**TASK PROMPT**
Output only the line that contains "Target: passenger door" and the lines after it, all verbatim, through the last one below.

**TASK INPUT**
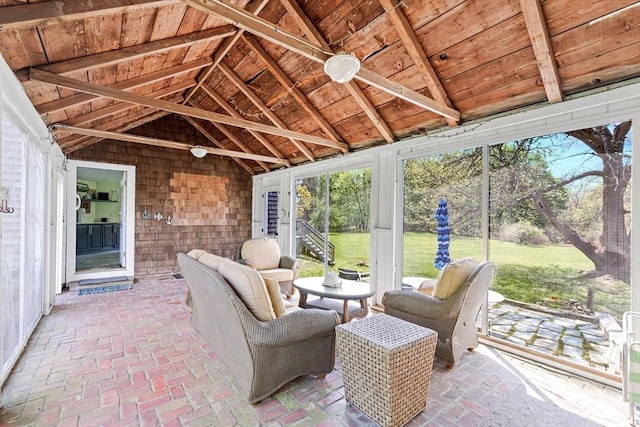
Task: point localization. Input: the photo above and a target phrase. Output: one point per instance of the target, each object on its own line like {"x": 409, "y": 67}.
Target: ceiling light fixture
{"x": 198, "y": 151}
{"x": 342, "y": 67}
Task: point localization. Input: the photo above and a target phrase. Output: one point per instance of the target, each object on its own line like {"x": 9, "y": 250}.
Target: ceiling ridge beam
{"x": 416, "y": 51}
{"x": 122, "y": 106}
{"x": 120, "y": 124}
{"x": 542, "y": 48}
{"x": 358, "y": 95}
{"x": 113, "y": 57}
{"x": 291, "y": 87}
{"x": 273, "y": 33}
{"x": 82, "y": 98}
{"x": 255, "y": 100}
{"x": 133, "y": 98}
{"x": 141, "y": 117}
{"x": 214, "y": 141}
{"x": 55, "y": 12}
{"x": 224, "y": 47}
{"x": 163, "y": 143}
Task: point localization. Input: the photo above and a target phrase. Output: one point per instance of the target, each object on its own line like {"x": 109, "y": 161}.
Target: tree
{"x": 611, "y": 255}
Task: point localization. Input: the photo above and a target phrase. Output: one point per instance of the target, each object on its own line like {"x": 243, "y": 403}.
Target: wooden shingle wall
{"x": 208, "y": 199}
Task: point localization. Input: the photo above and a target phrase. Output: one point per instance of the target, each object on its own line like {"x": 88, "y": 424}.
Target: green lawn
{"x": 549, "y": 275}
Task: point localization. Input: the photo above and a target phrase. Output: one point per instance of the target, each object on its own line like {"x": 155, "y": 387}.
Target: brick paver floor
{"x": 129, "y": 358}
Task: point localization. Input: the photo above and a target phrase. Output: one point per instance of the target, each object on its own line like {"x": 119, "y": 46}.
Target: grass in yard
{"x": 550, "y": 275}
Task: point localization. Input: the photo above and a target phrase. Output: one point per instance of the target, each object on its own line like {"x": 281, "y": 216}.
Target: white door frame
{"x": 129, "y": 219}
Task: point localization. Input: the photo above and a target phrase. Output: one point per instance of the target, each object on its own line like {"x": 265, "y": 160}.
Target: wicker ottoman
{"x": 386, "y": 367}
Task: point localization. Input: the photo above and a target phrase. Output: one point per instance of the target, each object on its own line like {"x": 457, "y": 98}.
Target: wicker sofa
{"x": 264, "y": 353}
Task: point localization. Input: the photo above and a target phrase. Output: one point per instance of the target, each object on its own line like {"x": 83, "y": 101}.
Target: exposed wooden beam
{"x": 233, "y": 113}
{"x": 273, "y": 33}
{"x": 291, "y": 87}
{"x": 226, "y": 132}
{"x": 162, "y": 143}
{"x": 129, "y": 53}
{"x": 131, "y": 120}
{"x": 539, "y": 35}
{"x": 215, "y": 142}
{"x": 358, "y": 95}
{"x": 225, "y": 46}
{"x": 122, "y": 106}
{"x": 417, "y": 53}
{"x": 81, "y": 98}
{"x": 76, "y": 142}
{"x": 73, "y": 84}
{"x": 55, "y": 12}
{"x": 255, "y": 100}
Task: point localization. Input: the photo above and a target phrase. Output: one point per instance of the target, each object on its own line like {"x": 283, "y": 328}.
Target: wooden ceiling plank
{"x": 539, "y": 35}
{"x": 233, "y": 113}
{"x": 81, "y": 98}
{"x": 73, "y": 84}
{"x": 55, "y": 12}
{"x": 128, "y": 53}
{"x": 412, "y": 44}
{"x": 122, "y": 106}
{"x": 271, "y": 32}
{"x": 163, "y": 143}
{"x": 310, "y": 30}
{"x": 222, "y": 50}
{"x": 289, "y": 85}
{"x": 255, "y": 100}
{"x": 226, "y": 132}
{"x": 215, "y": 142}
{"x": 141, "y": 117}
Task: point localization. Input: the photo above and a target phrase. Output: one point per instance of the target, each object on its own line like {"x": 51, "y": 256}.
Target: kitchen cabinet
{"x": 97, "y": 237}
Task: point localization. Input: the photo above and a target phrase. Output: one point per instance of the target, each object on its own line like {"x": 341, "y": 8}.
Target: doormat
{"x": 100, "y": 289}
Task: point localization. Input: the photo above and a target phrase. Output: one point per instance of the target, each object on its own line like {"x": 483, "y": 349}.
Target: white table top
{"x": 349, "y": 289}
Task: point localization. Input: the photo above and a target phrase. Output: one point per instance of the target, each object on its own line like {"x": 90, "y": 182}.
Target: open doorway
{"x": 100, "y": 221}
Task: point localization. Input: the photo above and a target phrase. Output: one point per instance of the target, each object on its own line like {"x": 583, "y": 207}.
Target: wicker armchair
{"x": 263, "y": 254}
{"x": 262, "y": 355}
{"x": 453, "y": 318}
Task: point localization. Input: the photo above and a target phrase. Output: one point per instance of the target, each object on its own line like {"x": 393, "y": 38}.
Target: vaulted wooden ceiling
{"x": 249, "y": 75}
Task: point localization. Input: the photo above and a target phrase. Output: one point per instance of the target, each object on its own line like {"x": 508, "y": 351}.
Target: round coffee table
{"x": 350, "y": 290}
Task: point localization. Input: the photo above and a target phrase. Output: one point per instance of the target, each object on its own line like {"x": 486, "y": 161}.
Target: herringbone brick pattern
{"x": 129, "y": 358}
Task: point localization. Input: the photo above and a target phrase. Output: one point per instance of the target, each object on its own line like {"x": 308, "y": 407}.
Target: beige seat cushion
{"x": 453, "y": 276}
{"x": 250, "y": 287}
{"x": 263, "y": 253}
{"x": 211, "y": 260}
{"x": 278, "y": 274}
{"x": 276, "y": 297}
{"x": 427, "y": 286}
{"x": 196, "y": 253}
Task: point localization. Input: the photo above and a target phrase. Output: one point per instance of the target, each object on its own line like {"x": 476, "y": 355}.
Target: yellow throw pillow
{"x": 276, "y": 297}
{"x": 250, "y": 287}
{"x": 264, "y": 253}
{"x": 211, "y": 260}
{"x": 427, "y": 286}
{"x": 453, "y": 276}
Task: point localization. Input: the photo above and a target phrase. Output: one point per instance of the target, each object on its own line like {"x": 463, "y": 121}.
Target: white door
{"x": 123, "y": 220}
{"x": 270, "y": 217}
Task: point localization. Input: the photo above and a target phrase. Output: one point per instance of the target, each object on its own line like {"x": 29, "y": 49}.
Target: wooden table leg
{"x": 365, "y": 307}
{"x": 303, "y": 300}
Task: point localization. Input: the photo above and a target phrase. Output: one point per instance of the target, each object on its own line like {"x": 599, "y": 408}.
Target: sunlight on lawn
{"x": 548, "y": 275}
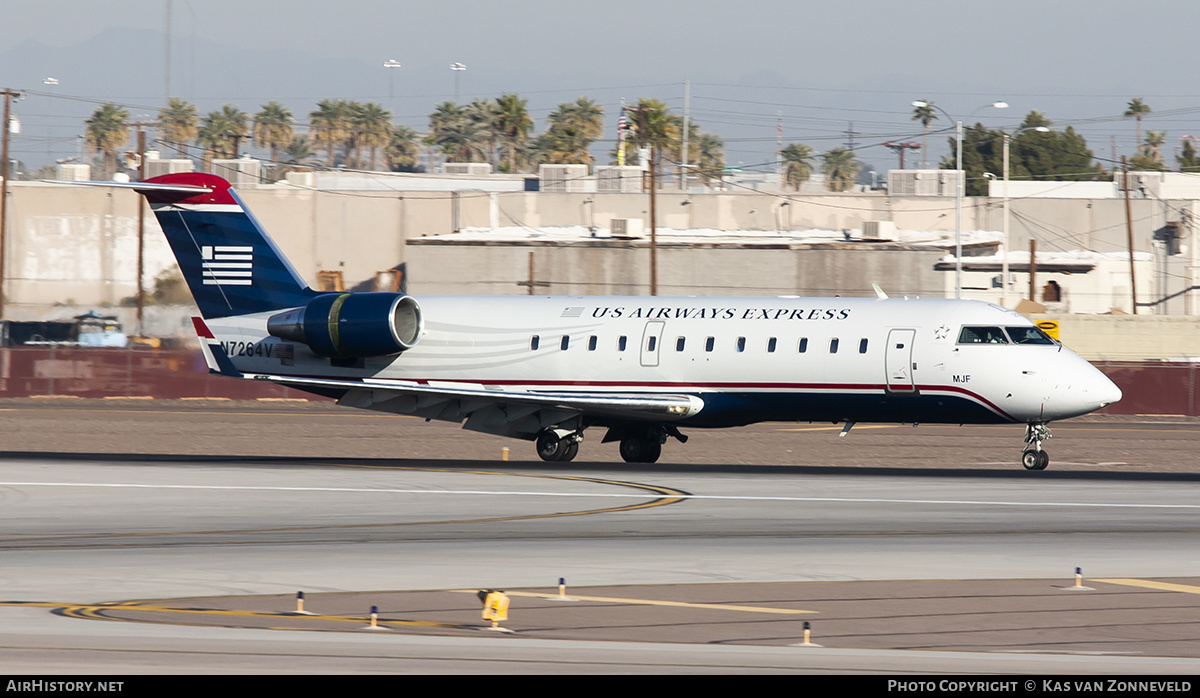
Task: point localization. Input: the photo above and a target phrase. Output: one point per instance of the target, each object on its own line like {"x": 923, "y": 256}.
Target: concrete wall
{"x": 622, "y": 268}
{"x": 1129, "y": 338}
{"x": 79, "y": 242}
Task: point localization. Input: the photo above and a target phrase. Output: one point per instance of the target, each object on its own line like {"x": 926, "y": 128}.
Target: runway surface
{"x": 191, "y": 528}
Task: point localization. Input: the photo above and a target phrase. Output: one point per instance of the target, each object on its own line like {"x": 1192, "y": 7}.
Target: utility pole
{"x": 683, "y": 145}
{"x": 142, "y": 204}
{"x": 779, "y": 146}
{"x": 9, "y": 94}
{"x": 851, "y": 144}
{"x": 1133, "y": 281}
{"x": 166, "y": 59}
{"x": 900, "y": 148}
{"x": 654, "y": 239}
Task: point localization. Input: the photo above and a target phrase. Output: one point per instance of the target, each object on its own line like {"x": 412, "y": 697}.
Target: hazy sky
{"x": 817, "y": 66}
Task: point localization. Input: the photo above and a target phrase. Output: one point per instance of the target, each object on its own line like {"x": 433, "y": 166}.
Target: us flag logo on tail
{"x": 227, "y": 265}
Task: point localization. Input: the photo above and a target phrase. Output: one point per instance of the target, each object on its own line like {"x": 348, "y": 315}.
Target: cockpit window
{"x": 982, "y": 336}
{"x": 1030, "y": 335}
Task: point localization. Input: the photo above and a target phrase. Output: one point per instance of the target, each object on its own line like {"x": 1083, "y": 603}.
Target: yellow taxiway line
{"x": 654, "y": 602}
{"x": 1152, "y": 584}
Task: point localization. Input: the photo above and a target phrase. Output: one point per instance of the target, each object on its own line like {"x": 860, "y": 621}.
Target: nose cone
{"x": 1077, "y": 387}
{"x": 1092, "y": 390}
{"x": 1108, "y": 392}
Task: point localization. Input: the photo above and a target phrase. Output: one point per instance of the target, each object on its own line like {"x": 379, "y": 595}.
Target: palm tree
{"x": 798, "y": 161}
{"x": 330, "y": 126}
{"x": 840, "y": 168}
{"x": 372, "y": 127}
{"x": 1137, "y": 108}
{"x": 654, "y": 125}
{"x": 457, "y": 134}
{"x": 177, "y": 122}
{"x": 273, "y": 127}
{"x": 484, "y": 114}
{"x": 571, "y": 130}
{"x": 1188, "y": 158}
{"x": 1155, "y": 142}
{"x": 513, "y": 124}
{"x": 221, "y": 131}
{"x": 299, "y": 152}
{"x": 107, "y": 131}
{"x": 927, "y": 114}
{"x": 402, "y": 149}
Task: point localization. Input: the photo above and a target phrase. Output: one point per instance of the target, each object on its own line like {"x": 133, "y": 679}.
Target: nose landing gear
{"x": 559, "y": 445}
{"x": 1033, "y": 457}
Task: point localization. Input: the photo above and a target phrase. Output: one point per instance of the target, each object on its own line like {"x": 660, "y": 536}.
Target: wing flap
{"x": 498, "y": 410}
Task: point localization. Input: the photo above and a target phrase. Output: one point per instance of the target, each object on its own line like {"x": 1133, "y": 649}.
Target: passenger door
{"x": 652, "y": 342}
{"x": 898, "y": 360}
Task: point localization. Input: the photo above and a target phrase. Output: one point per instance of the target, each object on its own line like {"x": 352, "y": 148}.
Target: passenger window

**YOUR RESPONSE**
Target: passenger door
{"x": 652, "y": 342}
{"x": 898, "y": 360}
Task: point localization. Input: the photo above and a target phrase. Output: one point per instance of the target, each object on its own line like {"x": 352, "y": 148}.
Target: passenger window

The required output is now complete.